* Görev *
Lütfen aşağıdaki malzemenin tamamını, satırlarda hiçbir değişiklik yapmadan olduğu gibi kopyalayın.

* Bu Görevin Malzemesi *
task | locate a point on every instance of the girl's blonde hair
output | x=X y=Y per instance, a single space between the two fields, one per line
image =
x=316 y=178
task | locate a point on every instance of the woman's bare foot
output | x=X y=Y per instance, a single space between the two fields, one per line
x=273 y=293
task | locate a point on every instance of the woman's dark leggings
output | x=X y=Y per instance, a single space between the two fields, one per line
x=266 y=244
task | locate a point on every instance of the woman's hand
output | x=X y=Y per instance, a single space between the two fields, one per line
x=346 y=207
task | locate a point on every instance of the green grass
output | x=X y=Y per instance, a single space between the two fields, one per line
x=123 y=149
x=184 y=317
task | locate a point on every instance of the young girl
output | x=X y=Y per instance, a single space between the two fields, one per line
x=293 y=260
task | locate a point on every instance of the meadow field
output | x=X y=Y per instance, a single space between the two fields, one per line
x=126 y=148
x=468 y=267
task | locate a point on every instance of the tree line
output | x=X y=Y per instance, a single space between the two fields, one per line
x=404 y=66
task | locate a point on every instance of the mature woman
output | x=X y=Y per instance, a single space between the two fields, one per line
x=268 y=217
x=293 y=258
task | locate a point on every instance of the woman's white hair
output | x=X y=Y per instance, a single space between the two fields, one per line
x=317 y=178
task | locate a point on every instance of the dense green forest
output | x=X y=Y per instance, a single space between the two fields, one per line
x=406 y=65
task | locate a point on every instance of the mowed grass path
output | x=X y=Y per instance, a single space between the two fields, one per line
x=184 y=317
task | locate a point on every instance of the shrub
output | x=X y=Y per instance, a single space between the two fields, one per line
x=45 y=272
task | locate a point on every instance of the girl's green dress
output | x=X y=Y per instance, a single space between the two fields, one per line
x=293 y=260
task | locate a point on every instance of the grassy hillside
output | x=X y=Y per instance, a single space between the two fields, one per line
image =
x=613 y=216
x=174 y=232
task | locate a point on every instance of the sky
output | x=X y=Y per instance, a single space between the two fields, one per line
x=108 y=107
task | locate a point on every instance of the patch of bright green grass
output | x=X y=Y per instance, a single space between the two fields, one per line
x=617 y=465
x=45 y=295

* Alıştırma Yanıtı *
task | locate a point on every instance of the girl's blonde hair
output | x=X y=Y per instance, a single space between the two fields, one per line
image =
x=316 y=178
task | locate a point on every instance of the woman's bare foot
output | x=X y=Y per instance, a single space between the two fields, one per line
x=273 y=293
task | locate a point on every instance of the woman's dark leggings
output | x=X y=Y per instance, a single space between the two fields, one per line
x=266 y=244
task | locate a point on every instance of the woman's hand
output | x=X y=Y per instance, a single space between the two fields, one per line
x=346 y=207
task | locate a point on every instance of the green grass
output | x=X y=Y per instance, a single space between the two fields, one per line
x=123 y=149
x=184 y=317
task | locate a point on every instance of the young girl
output | x=X y=Y per instance, a single space between the two fields, one per line
x=293 y=260
task | locate a point on every instance of the meadow field
output | x=X y=Y per instance, a single space between the two fields, one per line
x=126 y=148
x=468 y=267
task | locate a point on every instance of the tree line
output | x=X y=Y per instance, a single space between the two fields, one per line
x=404 y=66
task | locate a point on every instance of the mature woman
output | x=X y=Y per instance, a single space between the two fields, one per line
x=268 y=217
x=293 y=258
task | locate a point on every instance of the woman's white hair
output | x=X y=Y per instance, a single space between the two fields, one per line
x=317 y=178
task | locate a point on every instance of the dense green forest
output | x=X y=Y per instance, a single space between the two fields, one per line
x=406 y=65
task | locate a point on every instance of the mowed grass path
output | x=X y=Y per instance, a single space between the two fields, one per line
x=184 y=317
task | locate a point on every instance of the shrub
output | x=X y=Y per instance, a single space between the two fields, one per line
x=45 y=272
task | locate a point on every instance of the girl's green dress
output | x=X y=Y per instance, a single space between the two fields, one per line
x=293 y=260
task | locate a point on every instance of the grassy hillside
output | x=X y=Y per instance, a single space between the two fields, one per line
image =
x=613 y=216
x=174 y=232
task | locate a point on every instance of the sky
output | x=X y=Y per instance, a single space between the two fields, one per line
x=108 y=107
task | locate a point on every instance of the patch of bright green grass
output | x=X y=Y per instance, a single space between the two fields, one per line
x=617 y=465
x=45 y=295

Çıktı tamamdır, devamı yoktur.